It is difficult to explain what seclusion means when you find it on an island in the middle of Broadway, amid the roar of midday traffic. What I was looking for, and had indeed found quite by accident, was something that reminded me of an oasis--in the metaphorical sense, since this was a "dry" fountain--but an oasis of the soul, a place where, for no apparent reason, people stop on their various journeys elsewhere. Straus Park, it seemed, was created precisely for this, for contemplation, for restoration--in both its meanings--for retrospection, for finding oneself, for finding the center of things.

And, indeed, there was something physically central about Straus Park. This, after all, was where Broadway and West End Avenue intersected, and the park seemed almost like a raised hub on West 106th Street, leading to Riverside Park on one side and to Central Park on the other. Straus Park was not on one street but at the intersection of four. Suddenly, before I knew why, I felt quite at home. I was in one place that had at least four addresses.

Here you could come, sit, and let your mind drift in four different directions: Broadway, which at this height had an unspecified Northern European cast; West End, decidedly Londonish; 107th, very quiet, very narrow, tucked away around the corner, reminded me of those deceptively humble alleys where one finds stately homes along the canals of Amsterdam. And 106th, as it descended toward Central Park, looked like the main alley of a small town on the Italian Riviera, where, after much trundling in the blinding light at noon as you take in the stagnant odor of fuel from the train station where you just got off, you finally approach a sort of cove, which you can't make out yet but which you know is there, hidden behind a thick row of Mediterranean pines, over which, if you really strain your eyes, you'll catch sight of the tops of striped beach umbrellas jutting beyond the trees, and beyond these, if you could just take a few steps closer, the sudden, spectacular blue of the sea.

==================================================

Given problem:
Answer these questions about the Straus Park passage.
(a) Which two roads intersect where Straus Park sits?
(b) What word does the passage use for West End?
(c) Which street does the passage call "very quiet, very narrow"?

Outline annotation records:
==================================================

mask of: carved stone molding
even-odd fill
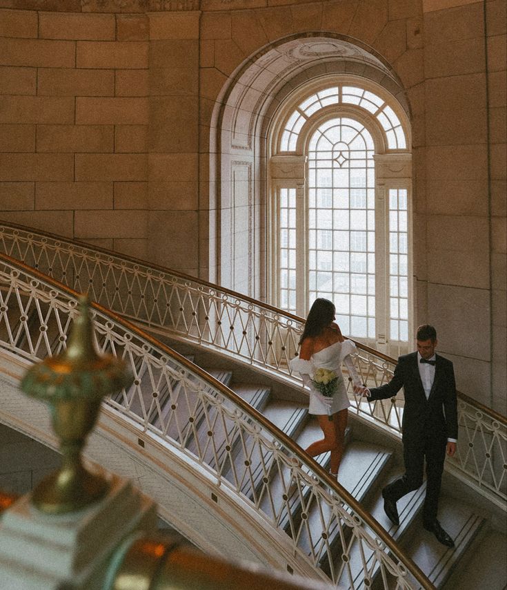
[[[377,182],[388,178],[412,178],[412,154],[381,153],[373,156]]]
[[[271,178],[304,182],[306,163],[306,155],[273,155],[270,160]]]

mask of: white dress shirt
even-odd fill
[[[417,352],[417,366],[419,367],[419,374],[421,376],[423,387],[424,388],[424,393],[426,396],[426,399],[430,397],[431,388],[433,386],[435,381],[435,365],[430,365],[429,363],[421,363],[421,354]],[[428,361],[437,361],[437,355],[433,354]],[[448,439],[448,442],[457,442],[456,439]]]

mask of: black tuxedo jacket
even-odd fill
[[[398,359],[395,374],[389,383],[370,389],[370,399],[392,397],[403,387],[405,407],[403,412],[404,442],[416,443],[428,434],[441,438],[458,437],[456,383],[453,363],[438,354],[435,365],[435,380],[426,399],[417,365],[417,353]]]

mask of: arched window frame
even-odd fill
[[[350,104],[334,104],[324,106],[312,114],[301,127],[292,151],[282,151],[281,142],[286,122],[296,107],[312,94],[332,86],[355,86],[371,92],[382,99],[396,114],[403,129],[405,149],[390,149],[386,132],[379,120],[366,109]],[[340,93],[341,96],[341,93]],[[384,108],[383,106],[381,108]],[[413,287],[412,281],[412,155],[410,129],[408,117],[396,98],[379,84],[352,75],[322,77],[307,83],[290,95],[280,106],[268,134],[268,267],[271,269],[268,278],[268,296],[275,305],[280,305],[279,277],[279,196],[288,189],[295,191],[296,223],[299,228],[296,249],[297,267],[305,269],[297,281],[295,312],[304,316],[308,311],[306,285],[308,269],[308,145],[313,133],[324,122],[335,117],[348,117],[359,122],[370,133],[375,148],[375,336],[359,339],[365,343],[375,345],[390,354],[399,354],[406,349],[407,342],[395,340],[390,335],[390,251],[389,251],[389,201],[390,195],[399,190],[406,191],[408,252],[408,340],[412,340],[413,332]]]

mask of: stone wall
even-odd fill
[[[415,323],[505,412],[504,0],[0,0],[0,215],[214,278],[230,180],[213,113],[240,66],[308,31],[370,48],[404,85]]]

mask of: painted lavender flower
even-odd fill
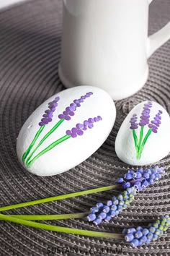
[[[60,119],[69,121],[71,119],[71,116],[74,116],[74,111],[76,111],[76,108],[81,106],[81,103],[82,103],[86,98],[90,97],[92,94],[93,93],[89,92],[85,95],[81,96],[79,100],[74,100],[73,102],[70,104],[70,106],[66,108],[63,114],[58,115],[58,118]]]
[[[28,155],[30,154],[30,151],[32,150],[32,148],[34,147],[36,141],[37,140],[38,137],[40,137],[40,134],[43,131],[45,127],[50,122],[52,121],[52,119],[53,117],[53,113],[55,111],[57,106],[58,106],[58,102],[60,100],[60,97],[55,97],[55,99],[48,103],[48,109],[45,110],[45,114],[42,116],[42,118],[41,119],[40,122],[38,124],[39,126],[40,127],[37,132],[36,133],[33,140],[32,141],[31,144],[27,149],[27,150],[24,152],[24,153],[22,155],[22,161],[24,163],[27,158]],[[36,148],[36,149],[33,151],[33,153],[31,154],[30,156],[28,161],[30,160],[30,157],[33,155],[35,151],[37,149],[37,148],[42,144],[42,141],[39,143],[38,146]]]
[[[37,155],[35,155],[32,160],[27,161],[27,167],[32,166],[34,162],[39,158],[40,156],[44,155],[49,150],[51,150],[53,148],[56,147],[58,145],[63,142],[65,140],[70,138],[75,138],[78,136],[81,136],[84,135],[84,131],[86,131],[88,128],[91,129],[94,127],[94,123],[98,122],[99,121],[102,120],[100,116],[94,118],[89,118],[88,120],[85,120],[84,124],[77,124],[76,127],[73,127],[71,130],[67,130],[66,132],[66,135],[57,140],[52,144],[50,144],[48,147],[45,148],[42,151],[40,152]],[[29,159],[30,160],[30,159]]]
[[[69,107],[67,107],[65,111],[63,112],[62,114],[58,115],[59,121],[55,124],[53,127],[51,128],[50,131],[47,132],[47,134],[41,139],[41,140],[39,142],[35,148],[33,150],[32,150],[32,148],[35,146],[35,144],[36,141],[37,140],[39,136],[42,133],[42,130],[44,129],[45,127],[50,122],[53,121],[53,114],[58,106],[58,102],[60,100],[60,97],[55,97],[55,99],[48,103],[48,108],[45,110],[45,114],[42,115],[42,118],[41,119],[41,121],[38,124],[39,126],[40,127],[37,132],[36,133],[32,142],[28,147],[27,150],[25,151],[25,153],[22,155],[22,162],[24,163],[26,161],[26,166],[28,166],[29,163],[31,162],[31,158],[32,155],[35,154],[35,151],[39,148],[39,147],[44,142],[45,140],[53,133],[54,132],[57,128],[65,121],[69,121],[71,118],[71,116],[74,116],[74,112],[76,111],[76,108],[81,106],[81,103],[82,103],[84,100],[86,100],[87,98],[89,98],[93,93],[89,92],[86,93],[84,95],[81,96],[79,99],[74,100],[73,103],[70,104]],[[101,119],[99,116],[99,119]],[[98,117],[95,117],[94,119],[89,119],[88,121],[86,121],[86,122],[88,122],[87,127],[89,128],[92,127],[93,124],[92,122],[94,121],[97,121]],[[84,127],[85,128],[85,127]],[[73,135],[72,135],[73,134]],[[72,129],[71,135],[72,137],[75,136],[75,135],[81,135],[83,134],[83,131],[81,131],[80,129],[77,127],[74,127]],[[43,151],[43,150],[42,150]]]
[[[158,132],[158,129],[161,124],[161,114],[163,114],[161,110],[159,110],[158,114],[156,114],[153,120],[151,121],[151,123],[148,124],[148,127],[152,129],[152,132],[154,133]]]
[[[145,125],[148,124],[151,107],[152,103],[151,101],[148,101],[148,103],[144,104],[143,111],[142,111],[142,115],[139,123],[140,127],[144,127]]]
[[[89,118],[88,120],[85,120],[84,124],[77,124],[76,127],[71,129],[71,130],[67,130],[66,135],[75,138],[78,136],[81,136],[84,134],[84,131],[86,131],[88,128],[91,129],[94,127],[94,123],[102,120],[100,116],[94,118]]]
[[[158,128],[161,124],[161,114],[163,114],[162,111],[159,110],[158,114],[154,117],[153,120],[150,122],[150,113],[151,108],[153,106],[152,102],[148,101],[147,103],[145,103],[143,106],[143,109],[140,116],[140,121],[138,122],[138,116],[136,114],[134,114],[130,119],[130,129],[133,130],[133,137],[134,140],[134,144],[136,150],[136,158],[138,160],[140,159],[142,153],[144,149],[144,146],[152,132],[157,133]],[[139,138],[136,135],[135,130],[140,127]],[[145,127],[148,127],[146,136],[143,136],[143,132]]]
[[[138,120],[138,116],[136,114],[134,114],[133,115],[133,117],[131,118],[130,123],[131,124],[131,126],[130,129],[138,129],[138,123],[137,122]]]
[[[39,123],[40,127],[48,124],[52,121],[53,117],[53,113],[58,106],[58,101],[60,100],[60,97],[55,97],[54,101],[48,103],[48,109],[45,110],[45,114],[42,116],[41,121]]]

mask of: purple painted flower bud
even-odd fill
[[[106,213],[108,213],[109,212],[109,207],[107,206],[107,205],[104,205],[103,207],[103,212]]]
[[[138,116],[135,114],[134,114],[130,121],[130,123],[131,124],[130,129],[135,129],[138,128],[138,124],[137,122],[137,120],[138,120]]]
[[[59,97],[55,97],[54,101],[48,103],[48,109],[45,111],[45,114],[42,115],[41,121],[38,124],[40,127],[48,124],[52,121],[53,113],[58,106],[57,102],[60,100]]]
[[[66,116],[65,119],[67,118],[71,118],[69,116]],[[90,120],[91,121],[91,120],[94,120],[94,119],[91,119],[89,118],[88,120]],[[102,119],[101,118],[100,120],[102,120]],[[99,121],[100,121],[99,120]],[[67,130],[66,131],[66,135],[68,136],[72,137],[73,138],[75,138],[78,136],[82,136],[84,135],[84,131],[87,129],[87,127],[89,129],[91,129],[94,127],[94,124],[92,122],[89,123],[89,121],[85,120],[84,121],[84,124],[77,124],[76,125],[76,127],[73,127],[71,130]]]
[[[76,108],[81,106],[81,103],[84,102],[84,100],[90,97],[92,94],[93,93],[87,93],[85,95],[81,96],[81,98],[74,100],[73,102],[70,104],[70,106],[66,108],[66,110],[62,114],[58,115],[58,118],[66,121],[71,120],[71,116],[74,116],[74,112],[76,111]],[[55,104],[56,103],[55,103]],[[55,105],[53,105],[52,107],[54,106]]]
[[[140,120],[139,125],[140,127],[144,127],[149,123],[150,111],[152,107],[152,103],[148,101],[148,103],[144,104],[142,115],[140,116]]]
[[[153,120],[151,121],[148,124],[148,127],[152,129],[152,132],[154,133],[158,132],[158,128],[161,124],[161,115],[163,114],[162,111],[159,110],[157,114],[155,116]]]

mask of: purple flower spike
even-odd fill
[[[130,121],[130,123],[131,124],[130,129],[133,129],[138,128],[138,124],[137,122],[137,120],[138,120],[137,114],[134,114]]]
[[[60,100],[60,97],[55,97],[55,99],[49,102],[48,109],[45,110],[45,114],[42,115],[41,121],[38,124],[40,127],[48,124],[52,121],[53,117],[53,113],[58,106],[58,101]]]
[[[98,121],[95,121],[97,119]],[[88,128],[91,129],[94,127],[94,123],[102,120],[100,116],[94,118],[89,118],[88,121],[85,120],[83,124],[77,124],[76,127],[73,127],[71,130],[67,130],[66,135],[75,138],[78,136],[82,136],[84,131],[86,131]]]
[[[81,103],[82,103],[86,98],[90,97],[92,94],[93,93],[91,92],[87,93],[85,95],[81,96],[79,99],[74,100],[73,102],[70,104],[70,106],[66,108],[66,110],[63,112],[63,114],[58,116],[58,118],[60,119],[69,121],[71,119],[70,116],[74,116],[74,111],[76,111],[77,108],[81,106]]]
[[[158,132],[158,129],[161,124],[161,114],[163,114],[161,110],[159,110],[158,112],[155,116],[153,120],[151,121],[151,124],[148,124],[148,127],[152,129],[152,132],[154,133]]]
[[[139,125],[144,127],[149,123],[150,111],[152,107],[152,103],[148,101],[148,103],[144,104],[143,110],[140,116]]]

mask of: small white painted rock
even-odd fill
[[[158,103],[144,101],[127,116],[115,141],[123,162],[144,166],[157,162],[170,151],[170,117]]]
[[[68,171],[102,145],[115,116],[112,99],[99,88],[79,86],[60,92],[39,106],[23,125],[17,139],[18,158],[36,175]]]

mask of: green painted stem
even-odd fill
[[[61,119],[41,140],[41,141],[38,143],[37,147],[35,150],[32,152],[31,155],[27,158],[26,161],[26,165],[29,163],[30,160],[31,159],[32,156],[34,155],[35,151],[38,149],[38,148],[43,143],[43,142],[53,133],[55,131],[55,129],[63,123],[64,119]]]
[[[144,146],[145,146],[145,145],[146,145],[146,142],[151,133],[152,133],[152,129],[149,129],[147,134],[146,135],[146,137],[144,137],[143,141],[141,145],[141,153],[142,153]],[[141,155],[141,153],[140,153],[140,155]]]
[[[35,155],[32,161],[30,161],[29,163],[27,163],[27,167],[31,167],[32,166],[32,164],[34,163],[34,162],[35,161],[35,160],[39,158],[41,155],[44,155],[48,151],[50,150],[54,147],[56,147],[58,144],[69,139],[70,137],[71,137],[71,136],[69,136],[69,135],[65,135],[65,136],[62,137],[61,138],[58,139],[58,140],[55,141],[54,142],[51,143],[48,147],[47,147],[42,151],[40,152],[37,155]]]
[[[22,155],[22,160],[23,163],[24,162],[25,159],[27,158],[27,157],[29,155],[30,152],[31,151],[32,148],[34,147],[35,143],[36,142],[37,138],[39,137],[39,136],[40,135],[41,132],[44,129],[45,127],[45,125],[43,125],[42,127],[40,127],[40,128],[39,129],[39,130],[36,133],[32,142],[31,142],[31,144],[30,145],[29,148],[27,148],[27,150],[25,151],[25,153]]]
[[[6,210],[12,210],[12,209],[20,208],[26,207],[26,206],[38,205],[38,204],[45,203],[45,202],[52,202],[52,201],[64,200],[64,199],[71,198],[71,197],[79,197],[81,195],[89,195],[89,194],[104,192],[104,191],[112,190],[114,189],[119,189],[120,187],[121,187],[120,185],[112,185],[112,186],[99,187],[97,189],[89,189],[89,190],[85,190],[85,191],[80,191],[78,192],[74,192],[74,193],[71,193],[71,194],[61,195],[58,195],[57,197],[48,197],[48,198],[40,199],[40,200],[31,201],[31,202],[22,202],[22,203],[19,203],[19,204],[16,204],[16,205],[1,207],[1,208],[0,208],[0,212],[6,211]]]
[[[140,159],[141,157],[141,145],[142,145],[142,140],[143,140],[143,130],[144,130],[144,127],[141,127],[140,131],[140,137],[139,137],[139,144],[138,144],[138,151],[137,153],[137,159]]]
[[[15,223],[31,226],[36,229],[45,229],[55,232],[61,232],[71,234],[79,234],[81,236],[101,237],[101,238],[112,238],[116,239],[123,239],[124,236],[121,234],[97,232],[89,230],[76,229],[70,228],[64,228],[62,226],[42,224],[34,221],[29,221],[17,218],[10,217],[9,216],[0,214],[0,219],[2,221],[10,221]]]
[[[68,213],[58,215],[8,215],[12,218],[17,218],[26,221],[55,221],[55,220],[66,220],[68,218],[84,218],[88,216],[88,213]]]

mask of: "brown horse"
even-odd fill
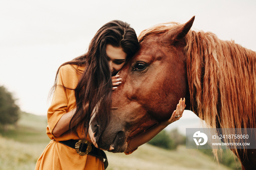
[[[141,33],[139,50],[119,73],[108,126],[90,134],[101,147],[124,151],[130,139],[169,119],[181,97],[211,127],[256,128],[256,53],[190,30],[194,18]],[[93,122],[92,131],[100,124]],[[256,167],[256,150],[233,151],[244,169]]]

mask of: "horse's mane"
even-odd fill
[[[167,24],[144,31],[139,40],[179,25]],[[256,53],[210,32],[191,30],[186,42],[191,110],[212,127],[256,128]]]

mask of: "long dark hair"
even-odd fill
[[[86,53],[63,64],[59,67],[55,78],[56,87],[59,71],[63,65],[69,64],[85,66],[85,70],[76,88],[72,89],[75,90],[76,110],[71,122],[82,116],[84,108],[89,104],[88,111],[86,112],[83,121],[86,138],[91,113],[96,105],[97,112],[94,119],[98,122],[108,121],[106,120],[109,120],[110,112],[112,85],[111,71],[106,52],[108,44],[121,47],[127,54],[127,59],[134,54],[139,47],[136,32],[129,24],[118,20],[110,21],[97,32],[91,41]],[[101,121],[101,120],[105,121]],[[101,124],[98,130],[103,131],[107,124]],[[71,124],[69,125],[73,126]]]

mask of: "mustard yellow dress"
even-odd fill
[[[48,125],[46,133],[51,139],[37,162],[36,170],[103,170],[103,160],[90,155],[80,156],[76,150],[58,141],[69,139],[80,139],[84,134],[81,125],[72,132],[68,131],[57,137],[52,131],[62,115],[76,107],[75,92],[64,89],[65,87],[74,89],[76,86],[84,67],[67,65],[60,68],[58,76],[57,86],[51,104],[48,110]],[[90,138],[87,140],[91,142]]]

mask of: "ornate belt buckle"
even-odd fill
[[[81,145],[81,144],[83,143],[87,145],[86,150],[84,152],[82,152],[80,149],[80,146],[83,146],[83,145]],[[79,141],[76,142],[76,144],[75,145],[75,148],[76,149],[77,153],[79,155],[81,156],[86,155],[88,155],[88,154],[91,151],[91,143],[89,142],[86,140],[80,140]]]

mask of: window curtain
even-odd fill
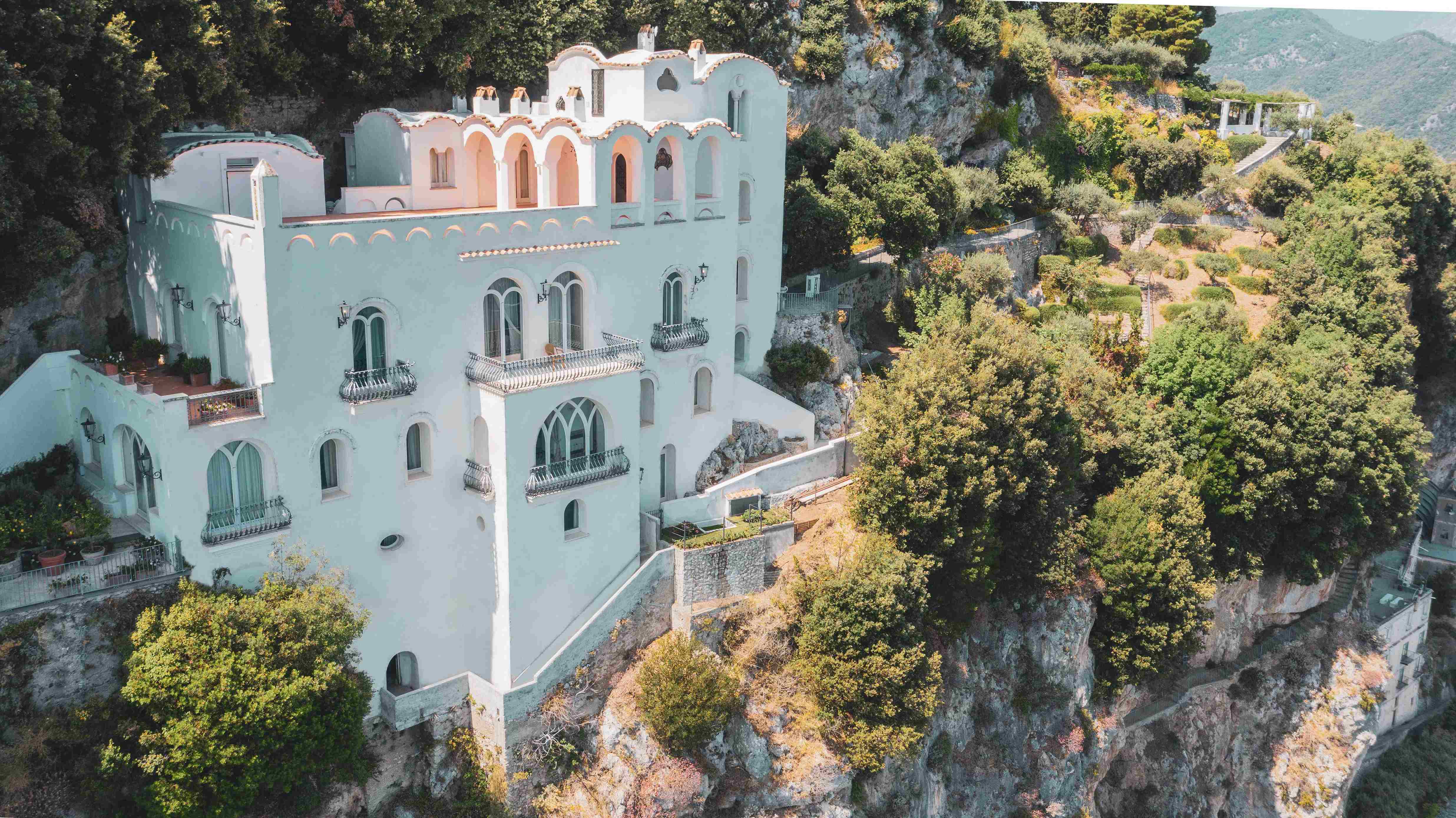
[[[221,451],[207,463],[207,523],[230,525],[233,518],[233,466]]]
[[[237,447],[237,507],[243,521],[264,515],[264,458],[250,442]]]
[[[364,322],[354,322],[354,370],[368,368],[368,341],[364,338]]]
[[[405,470],[414,472],[415,469],[421,467],[422,466],[419,458],[419,424],[415,424],[409,426],[408,432],[405,432]]]
[[[339,488],[339,463],[333,438],[319,447],[319,486],[323,491]]]

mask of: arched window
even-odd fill
[[[419,665],[409,651],[395,654],[384,668],[384,688],[395,696],[409,693],[419,687]]]
[[[642,378],[639,392],[638,416],[642,419],[642,428],[646,428],[657,422],[657,386],[652,378]]]
[[[521,290],[510,278],[498,278],[485,294],[485,354],[518,361],[521,341]]]
[[[207,527],[226,528],[264,517],[264,457],[250,442],[233,441],[207,463]]]
[[[591,467],[591,454],[607,450],[601,409],[587,397],[574,397],[546,415],[536,432],[536,464],[562,464],[568,472]]]
[[[566,508],[561,514],[561,527],[566,531],[566,536],[581,533],[581,501],[574,499],[566,504]]]
[[[585,349],[582,320],[587,297],[581,278],[571,271],[558,275],[546,301],[547,341],[563,349]]]
[[[662,281],[662,323],[683,323],[683,277],[677,272]]]
[[[713,410],[713,373],[708,367],[693,376],[693,413]]]
[[[383,370],[384,313],[379,307],[364,307],[354,313],[354,371]]]
[[[620,153],[612,157],[612,202],[628,201],[628,157]]]
[[[405,474],[411,480],[430,476],[430,426],[424,422],[405,432]]]

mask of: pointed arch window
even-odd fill
[[[556,277],[547,295],[547,341],[565,349],[584,349],[582,322],[585,316],[585,290],[581,278],[571,271]]]
[[[662,281],[662,323],[683,323],[683,277],[677,272]]]
[[[485,294],[485,354],[517,361],[521,342],[521,290],[510,278],[498,278]]]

==================================================

Task output:
(a) Broadway and West End Avenue.
(b) "Londonish" ("decidedly Londonish").
(c) 107th.